Input records |
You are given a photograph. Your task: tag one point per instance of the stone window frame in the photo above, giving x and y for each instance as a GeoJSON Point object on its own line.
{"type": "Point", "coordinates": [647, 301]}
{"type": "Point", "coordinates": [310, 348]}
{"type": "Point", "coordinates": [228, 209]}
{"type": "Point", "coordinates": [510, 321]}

Given request |
Can you give these entries again with "stone window frame" replaced by "wooden door frame" and everything else left the same?

Response |
You are given a photograph. Your task: tag one point per instance of the wooden door frame in the photo above, giving x and y for each instance as a GeoJSON Point object on its own line.
{"type": "Point", "coordinates": [647, 301]}
{"type": "Point", "coordinates": [310, 348]}
{"type": "Point", "coordinates": [228, 209]}
{"type": "Point", "coordinates": [510, 321]}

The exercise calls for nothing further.